DATA RECORDS section start
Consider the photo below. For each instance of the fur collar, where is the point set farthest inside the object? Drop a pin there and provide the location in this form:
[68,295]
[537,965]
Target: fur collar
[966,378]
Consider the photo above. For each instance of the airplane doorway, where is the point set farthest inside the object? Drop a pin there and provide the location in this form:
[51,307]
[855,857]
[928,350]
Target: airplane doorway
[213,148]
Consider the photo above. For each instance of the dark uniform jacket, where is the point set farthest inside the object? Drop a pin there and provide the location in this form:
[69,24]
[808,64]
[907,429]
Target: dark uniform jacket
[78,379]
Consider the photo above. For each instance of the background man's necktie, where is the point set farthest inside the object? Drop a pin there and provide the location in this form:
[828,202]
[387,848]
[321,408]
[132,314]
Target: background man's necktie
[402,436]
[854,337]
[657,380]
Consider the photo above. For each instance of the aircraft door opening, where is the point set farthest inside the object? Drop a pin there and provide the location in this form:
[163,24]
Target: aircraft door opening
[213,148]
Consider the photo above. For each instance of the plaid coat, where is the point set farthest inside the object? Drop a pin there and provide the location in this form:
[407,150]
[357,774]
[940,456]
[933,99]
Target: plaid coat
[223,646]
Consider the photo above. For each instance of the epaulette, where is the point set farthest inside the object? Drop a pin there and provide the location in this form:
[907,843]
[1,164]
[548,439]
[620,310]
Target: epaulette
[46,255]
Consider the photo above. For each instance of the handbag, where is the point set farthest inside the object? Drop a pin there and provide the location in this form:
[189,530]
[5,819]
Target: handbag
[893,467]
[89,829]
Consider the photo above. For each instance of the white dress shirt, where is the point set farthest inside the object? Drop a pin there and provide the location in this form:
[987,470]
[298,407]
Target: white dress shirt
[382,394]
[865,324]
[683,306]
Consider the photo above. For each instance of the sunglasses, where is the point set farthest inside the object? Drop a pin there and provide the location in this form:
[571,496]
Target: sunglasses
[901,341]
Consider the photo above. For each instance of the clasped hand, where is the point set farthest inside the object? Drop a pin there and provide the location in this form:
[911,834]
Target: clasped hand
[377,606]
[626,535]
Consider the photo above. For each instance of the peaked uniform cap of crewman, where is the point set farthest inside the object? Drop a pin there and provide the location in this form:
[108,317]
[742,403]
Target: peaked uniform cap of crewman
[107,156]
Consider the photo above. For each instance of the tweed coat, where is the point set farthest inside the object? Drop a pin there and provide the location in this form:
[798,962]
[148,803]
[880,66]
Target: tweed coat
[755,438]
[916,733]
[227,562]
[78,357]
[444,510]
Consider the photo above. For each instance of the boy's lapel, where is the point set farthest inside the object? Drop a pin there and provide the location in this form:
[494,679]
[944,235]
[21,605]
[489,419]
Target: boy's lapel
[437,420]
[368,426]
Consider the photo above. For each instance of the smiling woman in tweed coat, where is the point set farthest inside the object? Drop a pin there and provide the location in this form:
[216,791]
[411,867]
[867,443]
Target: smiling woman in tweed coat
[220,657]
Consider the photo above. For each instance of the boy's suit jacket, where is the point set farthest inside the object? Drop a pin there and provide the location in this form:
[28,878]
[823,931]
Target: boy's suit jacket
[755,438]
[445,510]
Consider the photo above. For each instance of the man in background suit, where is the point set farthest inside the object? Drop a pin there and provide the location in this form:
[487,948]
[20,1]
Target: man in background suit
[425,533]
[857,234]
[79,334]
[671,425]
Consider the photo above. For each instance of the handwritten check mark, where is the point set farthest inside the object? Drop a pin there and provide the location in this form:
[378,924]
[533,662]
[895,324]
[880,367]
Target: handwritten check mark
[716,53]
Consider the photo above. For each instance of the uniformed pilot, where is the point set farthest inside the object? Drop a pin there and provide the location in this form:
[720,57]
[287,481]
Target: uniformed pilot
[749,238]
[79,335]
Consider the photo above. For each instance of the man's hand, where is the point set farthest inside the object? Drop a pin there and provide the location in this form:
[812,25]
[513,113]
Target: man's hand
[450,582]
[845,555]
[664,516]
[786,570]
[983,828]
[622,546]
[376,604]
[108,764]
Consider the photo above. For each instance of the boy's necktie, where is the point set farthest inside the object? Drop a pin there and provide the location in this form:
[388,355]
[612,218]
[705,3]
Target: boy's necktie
DATA RECORDS section end
__EXERCISE PROMPT__: Retype the entries exactly, please. Leave no line out.

__SOLUTION FOR THIS PROBLEM__:
Consider the photo below. For each instance of the fur collar, where is the point set farthest inside the object? Drop a pin there and provide the location in this form:
[68,295]
[537,965]
Target: fur collar
[966,378]
Consider the photo above. For each instance of the airplane doorway, where is the point set farthest inside the object? Drop a pin there and provide the location in this form:
[51,307]
[855,857]
[928,350]
Target: airplane doorway
[213,148]
Consider the photo above. For each instance of the dark uniform jacket, where is the point set farthest inside the object? Drop a pin there and provide the location in this form:
[69,24]
[808,64]
[907,429]
Target: dark uniform jacket
[78,379]
Consider the photo above. For each instance of the background man's necktie, where is the point set farthest inside the object? Drop a pin there and provide the location in this form:
[828,202]
[387,848]
[321,408]
[132,314]
Target: background man's necktie
[402,436]
[854,337]
[657,380]
Consider the photo above. For each instance of the aircraft door opening, where is the point set farthest inside the object? Drop a pin there and provide the location in this form:
[163,24]
Target: aircraft door opening
[213,148]
Consider the photo above. For each instance of the plaid coat, where is the point set farthest inside the object? Drop a pin there and provide the location in this form:
[407,150]
[357,774]
[940,456]
[933,99]
Target: plaid coat
[223,646]
Consider the photo above. For each instance of the epaulette, where is the point set farthest inside the object? Drop a pin there and provide the location in this form:
[907,843]
[1,164]
[548,439]
[620,310]
Target: epaulette
[46,255]
Consider the photo above. For each instance of the handbag, where is the point set farthest inside the object? Drop a pin there and provide the location in this form:
[189,530]
[5,819]
Target: handbag
[893,467]
[89,829]
Consider the photo above. For each instance of the white dress shirt, where is the point set farthest inside the object? Drop a pin there and provide the location in this form:
[987,470]
[298,407]
Target: white dress shirt
[382,394]
[865,324]
[683,306]
Consider the photo above. For each instance of the sunglasses, where is the point set farthest inside the object? Drop a pin there and provide the location in this form:
[571,496]
Target: sunglasses
[901,341]
Consider the photo above. For each instance of the clasped hand, where is the point set farthest inside the object? Drop a pin there and provide the location in this form:
[911,834]
Target: clasped hand
[377,606]
[626,535]
Consider the photo above. For each instance of the peaked uniform cap of crewman, where is the point set farthest inside the object? Drop a pin there and provide the location in this form:
[108,317]
[742,403]
Target: peaked uniform cap of crewman
[107,156]
Consider the photo above. For each instance of the tweed coat, where is the point set farthest inside the object? Drop a pin there and provide the location in this form:
[798,962]
[148,803]
[880,66]
Target: tweed coat
[755,438]
[916,733]
[227,562]
[78,357]
[444,510]
Consider the photo above. For each instance of the boy's lapel, where is the point set farthest inside the object? Drop a pin there and provide the location in this form:
[494,679]
[944,235]
[21,605]
[489,419]
Target: boy's lapel
[437,420]
[368,426]
Consider the photo above. For each instance of the smiling woman in tweed coat, where is the point set farthest inside the object? Drop a pin there and provide the location in this form:
[216,791]
[411,867]
[867,443]
Target: smiling woman in tweed coat
[220,657]
Consider the photo above. For each instance of the boy's suit jacket, where is the point set farthest inside the object? Drop a pin there and provide the location in this form:
[28,878]
[823,931]
Target: boy's suit jacket
[755,438]
[445,510]
Consider the photo above. For each instance of the man in background suit, where is the point set farthest inside the object? Drop a pin there and provide the location in this form:
[487,948]
[20,1]
Target: man in background suit
[425,533]
[857,234]
[79,334]
[671,425]
Consider the photo above. For each instance of the handwritten check mark, where is the point set farthest inside the object? Drop a pin there and provide the location in this form:
[378,924]
[533,662]
[895,324]
[880,367]
Target: handwritten check mark
[716,53]
Consider the photo above. For each instance of the uniformed pilot, where is the point set farthest inside the object? Drop a pin there and provide the location in this form:
[720,57]
[287,481]
Target: uniformed pilot
[749,238]
[79,335]
Consider the photo above. For each instance of the man's hand, where is the point set farthest inside the object? Drop a pin there and provide the location in this form:
[812,25]
[513,113]
Target: man's hand
[450,582]
[845,555]
[664,516]
[786,570]
[983,828]
[622,546]
[376,604]
[108,764]
Consider the photo above. For each instance of the boy's necktie, where is the point set farthest inside the object? Drop a pin there and provide the location in this form:
[388,355]
[612,218]
[705,3]
Target: boy's necktie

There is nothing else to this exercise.